One or more clients 302 and/or one or more servers 306 can transmit data over a network 304 installed between machines and appliances within the computing environment. The network 304 can comprise one or more sub-networks, and can be installed between any combination of the clients 302, servers 306, computing machines and appliances included within the computing environment. In some embodiments, the network 304 can be: a local-area network (LAN); a metropolitan area network (MAN); a wide area network (WAN); a primary network 304 comprised of multiple sub-networks 304 located between the client machines 302 and the servers 306; a primary public network 304 with a private sub-network 304; a primary private network 304 with a public sub-network 304; or a primary private network 304 with a private sub-network 304. Still further embodiments include a network 304 that can be any of the following network types: a point to point network; a broadcast network; a telecommunications network; a data communication network; a computer network; an ATM (Asynchronous Transfer Mode) network; a SONET (Synchronous Optical Network) network; a SDH (Synchronous Digital Hierarchy) network; a wireless network; a wireline network; or a network 304 that includes a wireless link where the wireless link can be an infrared channel or satellite band. The network topology of the network 304 can differ within different embodiments, possible network topologies include: a bus network topology; a star network topology; a ring network topology; a repeater-based network topology; or a tiered-star network topology. Additional embodiments may include a network 304 of mobile telephone networks that use a protocol to communicate among mobile devices, where the protocol can be any one of the following: AMPS; TDMA; CDMA; GSM; GPRS UMTS; or any other protocol able to transmit data among mobile devices.

Task requirements:
[a] Using the passage about network 304, decide whether each statement agrees with it. Answer yes or no and quote the words that settle it.
(i) Network 304 can be a metropolitan area network.
(ii) A wireless link in network 304 can be an infrared channel.
(iii) Network 304 can be installed only between clients and servers.
[b] According to the passage about network 304, what does ATM stand for?
Rely only on the passage about network 304.

Data block:
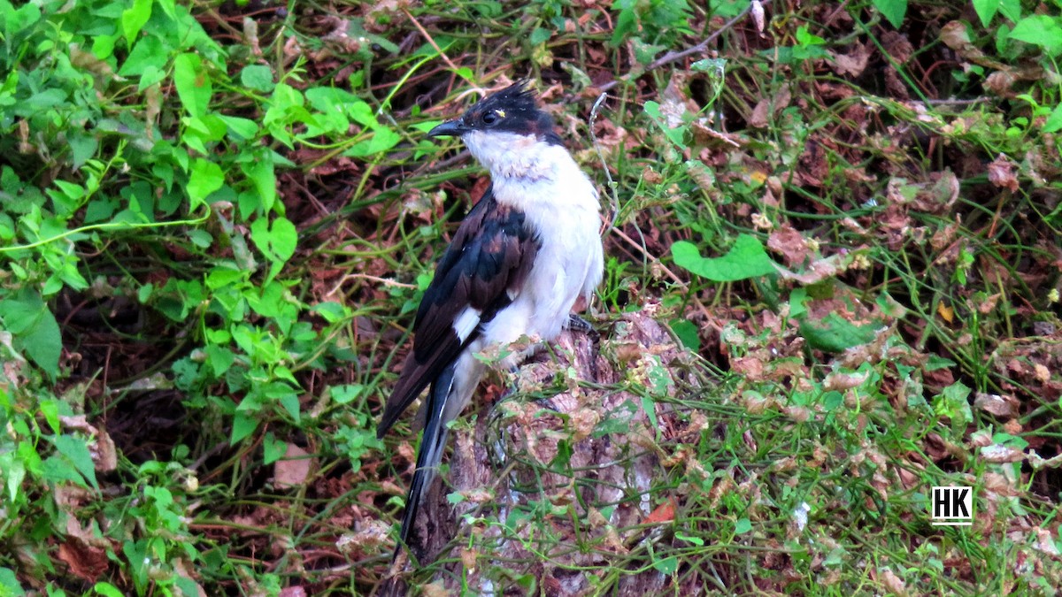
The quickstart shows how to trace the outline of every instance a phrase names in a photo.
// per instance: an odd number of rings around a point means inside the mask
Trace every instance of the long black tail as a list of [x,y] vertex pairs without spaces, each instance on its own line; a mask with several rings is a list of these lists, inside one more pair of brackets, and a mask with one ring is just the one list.
[[[421,510],[421,501],[439,473],[439,463],[442,462],[443,449],[446,447],[446,424],[448,423],[448,421],[443,420],[443,413],[446,411],[446,402],[450,398],[456,366],[455,362],[443,370],[431,385],[431,391],[428,393],[427,421],[424,424],[424,436],[421,438],[421,449],[416,455],[416,471],[413,473],[413,482],[410,483],[409,494],[406,496],[406,514],[401,519],[399,535],[401,543],[396,547],[395,556],[401,549],[401,544],[409,545],[413,524]],[[427,538],[421,538],[422,543]]]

Results for the exercise:
[a]
(i) Yes: "a metropolitan area network (MAN)"
(ii) Yes: "the wireless link can be an infrared channel or satellite band"
(iii) No: "can be installed between any combination of the clients 302, servers 306, computing machines and appliances included within the computing environment"

[b] Asynchronous Transfer Mode.